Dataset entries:

╔══

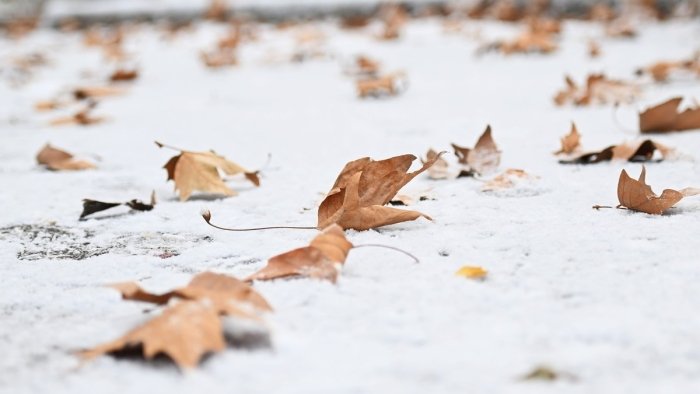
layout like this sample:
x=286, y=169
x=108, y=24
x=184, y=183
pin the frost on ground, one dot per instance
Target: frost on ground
x=608, y=297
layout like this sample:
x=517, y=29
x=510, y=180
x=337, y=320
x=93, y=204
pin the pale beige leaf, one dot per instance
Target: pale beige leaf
x=184, y=332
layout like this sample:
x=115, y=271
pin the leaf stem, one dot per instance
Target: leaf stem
x=162, y=145
x=415, y=259
x=206, y=215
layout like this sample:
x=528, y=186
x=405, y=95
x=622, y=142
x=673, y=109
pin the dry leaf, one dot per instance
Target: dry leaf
x=217, y=10
x=199, y=171
x=630, y=151
x=621, y=28
x=472, y=272
x=593, y=49
x=184, y=332
x=357, y=199
x=94, y=206
x=91, y=92
x=598, y=90
x=394, y=16
x=366, y=66
x=82, y=117
x=638, y=196
x=124, y=75
x=439, y=168
x=483, y=158
x=546, y=373
x=388, y=85
x=58, y=160
x=571, y=142
x=219, y=58
x=228, y=295
x=322, y=259
x=665, y=118
x=506, y=180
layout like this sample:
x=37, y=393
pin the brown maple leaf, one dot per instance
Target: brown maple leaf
x=184, y=332
x=638, y=196
x=58, y=160
x=570, y=142
x=483, y=158
x=228, y=295
x=357, y=199
x=665, y=117
x=322, y=259
x=199, y=171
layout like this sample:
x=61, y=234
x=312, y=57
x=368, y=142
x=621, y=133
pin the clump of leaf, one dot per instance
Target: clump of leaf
x=59, y=160
x=638, y=196
x=94, y=206
x=643, y=151
x=598, y=90
x=200, y=171
x=190, y=326
x=483, y=158
x=666, y=117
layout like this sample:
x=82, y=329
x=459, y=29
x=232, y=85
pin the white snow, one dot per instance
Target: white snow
x=609, y=296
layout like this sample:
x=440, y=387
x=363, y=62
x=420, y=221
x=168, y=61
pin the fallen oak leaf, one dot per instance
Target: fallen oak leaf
x=483, y=158
x=630, y=151
x=665, y=117
x=598, y=90
x=358, y=197
x=472, y=272
x=91, y=92
x=199, y=171
x=121, y=75
x=228, y=295
x=58, y=160
x=184, y=332
x=322, y=259
x=506, y=180
x=439, y=169
x=638, y=196
x=570, y=142
x=388, y=85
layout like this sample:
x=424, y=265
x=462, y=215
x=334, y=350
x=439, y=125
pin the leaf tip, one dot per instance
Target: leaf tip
x=206, y=215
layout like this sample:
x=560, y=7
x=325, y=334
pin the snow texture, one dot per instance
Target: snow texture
x=608, y=296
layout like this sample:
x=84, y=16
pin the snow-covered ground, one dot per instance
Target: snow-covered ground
x=608, y=296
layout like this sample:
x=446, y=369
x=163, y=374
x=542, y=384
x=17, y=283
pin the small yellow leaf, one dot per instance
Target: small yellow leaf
x=472, y=272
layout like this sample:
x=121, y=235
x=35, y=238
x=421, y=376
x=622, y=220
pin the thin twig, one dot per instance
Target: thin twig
x=415, y=259
x=206, y=215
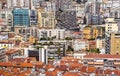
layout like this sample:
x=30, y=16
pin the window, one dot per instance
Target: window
x=3, y=16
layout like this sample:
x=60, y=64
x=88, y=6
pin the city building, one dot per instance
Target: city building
x=102, y=60
x=45, y=33
x=7, y=44
x=92, y=32
x=100, y=43
x=19, y=4
x=40, y=54
x=33, y=17
x=80, y=44
x=21, y=17
x=68, y=19
x=11, y=53
x=115, y=43
x=94, y=19
x=46, y=19
x=111, y=25
x=2, y=55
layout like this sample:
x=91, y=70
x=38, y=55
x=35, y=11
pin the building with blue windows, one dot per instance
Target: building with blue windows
x=21, y=17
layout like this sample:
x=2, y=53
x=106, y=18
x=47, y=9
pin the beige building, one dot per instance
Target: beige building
x=46, y=19
x=115, y=43
x=111, y=25
x=100, y=43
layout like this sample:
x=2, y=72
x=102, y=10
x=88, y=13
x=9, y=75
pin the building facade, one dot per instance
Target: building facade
x=21, y=17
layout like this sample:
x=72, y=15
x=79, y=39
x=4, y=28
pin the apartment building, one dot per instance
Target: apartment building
x=44, y=33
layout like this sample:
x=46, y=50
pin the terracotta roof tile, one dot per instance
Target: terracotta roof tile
x=101, y=56
x=71, y=74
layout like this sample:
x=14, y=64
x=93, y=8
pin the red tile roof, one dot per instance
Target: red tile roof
x=71, y=74
x=101, y=56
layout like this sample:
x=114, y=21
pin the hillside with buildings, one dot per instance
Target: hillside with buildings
x=59, y=37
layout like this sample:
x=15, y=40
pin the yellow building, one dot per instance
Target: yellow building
x=87, y=32
x=111, y=25
x=46, y=19
x=32, y=39
x=115, y=44
x=92, y=32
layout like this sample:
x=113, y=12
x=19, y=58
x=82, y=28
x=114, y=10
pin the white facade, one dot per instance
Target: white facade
x=59, y=33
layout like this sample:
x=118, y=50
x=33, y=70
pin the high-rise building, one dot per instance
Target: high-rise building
x=33, y=17
x=19, y=3
x=40, y=55
x=46, y=19
x=115, y=43
x=111, y=25
x=21, y=17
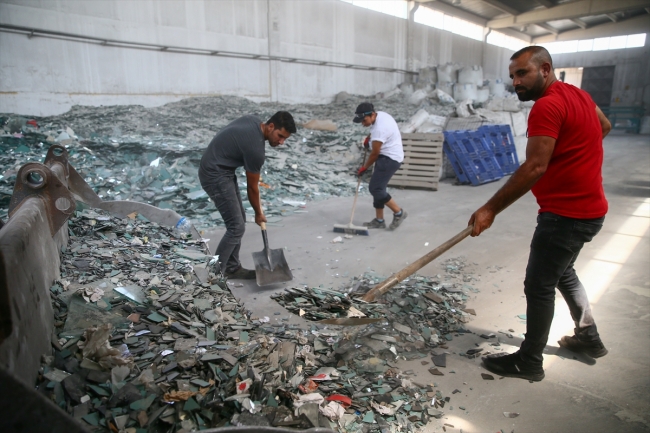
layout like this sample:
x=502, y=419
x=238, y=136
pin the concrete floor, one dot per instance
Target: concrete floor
x=610, y=395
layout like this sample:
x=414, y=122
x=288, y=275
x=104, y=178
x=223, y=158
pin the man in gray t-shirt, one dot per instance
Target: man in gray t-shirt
x=239, y=144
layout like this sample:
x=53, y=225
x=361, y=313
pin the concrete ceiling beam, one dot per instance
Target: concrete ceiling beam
x=567, y=11
x=456, y=12
x=579, y=23
x=502, y=7
x=638, y=24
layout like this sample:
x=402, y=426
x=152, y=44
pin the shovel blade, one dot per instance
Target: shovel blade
x=275, y=270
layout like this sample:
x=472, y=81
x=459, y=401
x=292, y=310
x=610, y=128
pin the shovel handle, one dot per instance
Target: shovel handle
x=264, y=237
x=389, y=282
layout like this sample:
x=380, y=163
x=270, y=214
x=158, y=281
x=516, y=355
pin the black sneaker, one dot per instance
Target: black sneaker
x=375, y=224
x=397, y=220
x=241, y=274
x=594, y=349
x=513, y=366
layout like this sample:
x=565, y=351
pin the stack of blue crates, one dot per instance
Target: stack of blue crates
x=503, y=146
x=481, y=156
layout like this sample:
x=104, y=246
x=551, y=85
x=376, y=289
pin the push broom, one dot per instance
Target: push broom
x=350, y=228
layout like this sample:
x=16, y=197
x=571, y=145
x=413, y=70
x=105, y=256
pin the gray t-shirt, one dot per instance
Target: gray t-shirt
x=240, y=143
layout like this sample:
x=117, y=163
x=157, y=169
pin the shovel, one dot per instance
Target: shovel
x=270, y=265
x=391, y=281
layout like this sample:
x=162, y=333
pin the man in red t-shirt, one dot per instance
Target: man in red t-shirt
x=563, y=168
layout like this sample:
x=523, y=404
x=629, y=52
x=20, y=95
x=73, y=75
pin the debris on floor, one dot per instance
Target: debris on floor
x=151, y=155
x=146, y=339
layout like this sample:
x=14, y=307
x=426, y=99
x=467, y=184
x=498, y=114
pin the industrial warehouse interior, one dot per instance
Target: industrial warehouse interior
x=324, y=216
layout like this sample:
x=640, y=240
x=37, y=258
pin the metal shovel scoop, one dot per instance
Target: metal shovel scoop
x=270, y=265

╚══

* TASK PROMPT *
Going back over the entries above, copy word for word every line from the one that has "x=292, y=310" on through the one that has "pin the man in red".

* SOLUTION TO THE EXERCISE *
x=292, y=310
x=610, y=128
pin the shovel handle, one dot per instance
Target: shovel handle
x=264, y=237
x=389, y=282
layout like this sample:
x=380, y=163
x=270, y=214
x=158, y=281
x=516, y=355
pin the black sneaker, one dot per instance
Target: black sneaker
x=375, y=224
x=397, y=220
x=241, y=274
x=594, y=349
x=513, y=366
layout like this sample:
x=565, y=351
pin the stack of blue crates, one dot per instance
Target: stack of blue crates
x=503, y=146
x=481, y=156
layout like this sample:
x=104, y=246
x=551, y=85
x=376, y=289
pin the push broom, one dot per instance
Target: push broom
x=350, y=228
layout like this sample:
x=16, y=197
x=571, y=145
x=413, y=70
x=105, y=256
pin the gray t-shirt, one dot per instance
Target: gray t-shirt
x=240, y=143
layout like this sample:
x=117, y=163
x=157, y=169
pin the shovel, one dot per instance
Target: shovel
x=270, y=265
x=391, y=281
layout like this sample:
x=162, y=333
pin the man in red t-shirt, one dot per instance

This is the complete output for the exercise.